-- Start ENTRIES PROVIDED --
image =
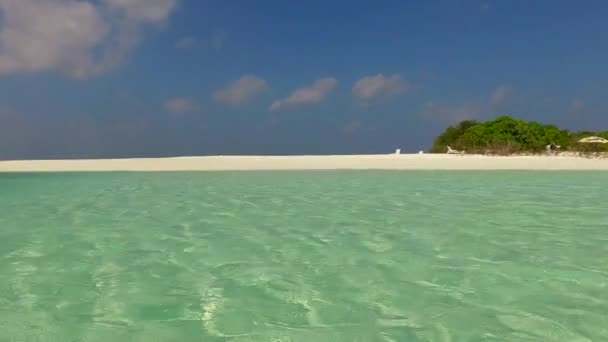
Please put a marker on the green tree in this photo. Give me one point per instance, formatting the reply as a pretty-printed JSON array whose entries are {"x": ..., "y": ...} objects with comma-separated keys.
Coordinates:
[{"x": 451, "y": 136}]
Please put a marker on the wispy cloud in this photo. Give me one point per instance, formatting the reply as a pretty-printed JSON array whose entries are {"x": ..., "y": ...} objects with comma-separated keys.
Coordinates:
[
  {"x": 181, "y": 105},
  {"x": 379, "y": 87},
  {"x": 312, "y": 94},
  {"x": 491, "y": 104},
  {"x": 241, "y": 91},
  {"x": 186, "y": 43},
  {"x": 75, "y": 38}
]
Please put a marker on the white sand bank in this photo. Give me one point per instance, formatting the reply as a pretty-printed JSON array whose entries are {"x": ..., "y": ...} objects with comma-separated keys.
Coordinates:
[{"x": 350, "y": 162}]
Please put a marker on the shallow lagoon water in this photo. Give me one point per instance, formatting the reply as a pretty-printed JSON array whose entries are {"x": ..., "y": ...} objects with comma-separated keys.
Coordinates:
[{"x": 304, "y": 256}]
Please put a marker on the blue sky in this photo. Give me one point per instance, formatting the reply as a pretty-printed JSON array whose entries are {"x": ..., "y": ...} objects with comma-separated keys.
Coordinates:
[{"x": 116, "y": 78}]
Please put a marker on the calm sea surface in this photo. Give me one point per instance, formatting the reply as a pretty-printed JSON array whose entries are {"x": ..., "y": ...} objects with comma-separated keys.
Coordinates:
[{"x": 304, "y": 256}]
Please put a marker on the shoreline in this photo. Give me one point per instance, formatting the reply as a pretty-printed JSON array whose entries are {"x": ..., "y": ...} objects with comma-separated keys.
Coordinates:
[{"x": 303, "y": 162}]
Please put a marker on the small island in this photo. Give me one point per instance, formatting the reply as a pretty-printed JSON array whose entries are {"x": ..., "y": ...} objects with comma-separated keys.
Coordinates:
[{"x": 509, "y": 136}]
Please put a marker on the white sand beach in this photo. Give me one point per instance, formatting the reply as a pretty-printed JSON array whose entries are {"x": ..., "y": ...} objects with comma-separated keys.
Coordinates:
[{"x": 338, "y": 162}]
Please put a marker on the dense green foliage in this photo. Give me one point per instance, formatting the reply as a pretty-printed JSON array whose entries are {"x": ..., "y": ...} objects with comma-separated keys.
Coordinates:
[{"x": 506, "y": 135}]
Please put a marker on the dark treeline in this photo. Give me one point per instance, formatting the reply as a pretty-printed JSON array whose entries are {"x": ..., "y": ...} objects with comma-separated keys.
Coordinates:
[{"x": 506, "y": 135}]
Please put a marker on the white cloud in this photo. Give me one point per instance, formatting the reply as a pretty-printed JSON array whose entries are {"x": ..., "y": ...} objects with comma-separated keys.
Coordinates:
[
  {"x": 377, "y": 87},
  {"x": 241, "y": 91},
  {"x": 181, "y": 105},
  {"x": 78, "y": 38},
  {"x": 186, "y": 43},
  {"x": 308, "y": 95},
  {"x": 142, "y": 10}
]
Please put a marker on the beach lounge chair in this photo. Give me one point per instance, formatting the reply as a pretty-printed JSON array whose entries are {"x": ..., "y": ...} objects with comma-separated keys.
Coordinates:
[{"x": 453, "y": 151}]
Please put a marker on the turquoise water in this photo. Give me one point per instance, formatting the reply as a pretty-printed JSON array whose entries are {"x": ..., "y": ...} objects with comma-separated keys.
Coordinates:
-- End ENTRIES PROVIDED --
*TASK DETAILS*:
Working from the material above, transcribe it exactly while omitting pictures.

*FINAL RESULT*:
image =
Please put a marker on the green tree in this photo. Give me one point per instance, formatting the reply as a pretty-printed JSON array whose entries are {"x": ..., "y": ...} objects with comma-separated keys.
Coordinates:
[{"x": 451, "y": 136}]
Please put a marker on the wispy cloud in this photo. Give me one point per instance, formatting the reply as a pretty-printed JSON array whose entries are {"x": ..., "y": ...} objects with comma-separated keys.
Coordinates:
[
  {"x": 181, "y": 105},
  {"x": 379, "y": 87},
  {"x": 312, "y": 94},
  {"x": 491, "y": 104},
  {"x": 241, "y": 91},
  {"x": 186, "y": 43},
  {"x": 75, "y": 38}
]
Please put a marker on the white sand bank in this photo. Give me one point per instance, formatting the reply as a pretty-printed JSON array whose entries are {"x": ..., "y": ...} objects with comma-separated keys.
Coordinates:
[{"x": 350, "y": 162}]
Please put a marker on the shallow lagoon water in this photo. Give me one point per instance, formatting the reply as a pretty-printed JSON array whose entries are {"x": ..., "y": ...} objects with comma-separated keys.
Coordinates:
[{"x": 304, "y": 256}]
Please put a marker on the blue sky in this photo. Give me one point per instance, formatting the reply as a pretty-printed JSON array whose entries are {"x": ..., "y": ...} objects with comma-separated keys.
Coordinates:
[{"x": 116, "y": 78}]
Please put a marker on the calm sea surface in this photo. Give me one point per instance, formatting the reply as a pretty-printed JSON array whose entries are {"x": ..., "y": ...} objects with comma-separated keys.
Coordinates:
[{"x": 304, "y": 256}]
Please put a marker on the shoreline in this photo. Give me one point per instance, formatting the reply as a pretty-printed JSON array whose entries are {"x": ..., "y": ...} objects with comma-separated keys.
Coordinates:
[{"x": 303, "y": 162}]
Please put a marker on the small island in this photo. Give me one point per instance, formatting the reply as a pretty-printed JSON array whose entries are {"x": ..., "y": ...} objects with comma-separated keys.
Coordinates:
[{"x": 509, "y": 136}]
Please put a marker on the white sand beach in this photo. Give me one point per instance, formatting the reply as a pretty-printed JSON array whose entries are {"x": ..., "y": ...} objects with comma-separated keys.
Coordinates:
[{"x": 338, "y": 162}]
Please put a marker on the dense green foliage in this photo. Give me one point per instance, formatting the reply as a pretty-printed JSON array whose entries are {"x": ..., "y": ...} objects with comma-separated keys.
Coordinates:
[{"x": 506, "y": 135}]
Please put a marker on the dark treeline in this photo. Give me one point per instance, formatting the reply as a pretty-printed JSON array whose entries are {"x": ..., "y": ...} objects with comma-separated keys.
Coordinates:
[{"x": 506, "y": 135}]
Please put a marker on the white cloud in this photo. Give me one point per instance, formatting the reply as a pretty-printed JSON array whose entries are {"x": ..., "y": ...} objects with comma-separated keys.
Coordinates:
[
  {"x": 377, "y": 87},
  {"x": 241, "y": 91},
  {"x": 181, "y": 105},
  {"x": 78, "y": 38},
  {"x": 186, "y": 43},
  {"x": 308, "y": 95},
  {"x": 142, "y": 10}
]
Please put a marker on the beach lounge chair in this photo. Give me one point per instance, formatting the reply as a pretty-printed JSON array whose entries are {"x": ..., "y": ...} objects with comma-separated keys.
Coordinates:
[{"x": 453, "y": 151}]
Please put a marker on the turquoise water in this photo. Give me one point per instance, formatting the reply as a pretty-printed JSON array whose entries are {"x": ..., "y": ...} objects with comma-separated keys.
Coordinates:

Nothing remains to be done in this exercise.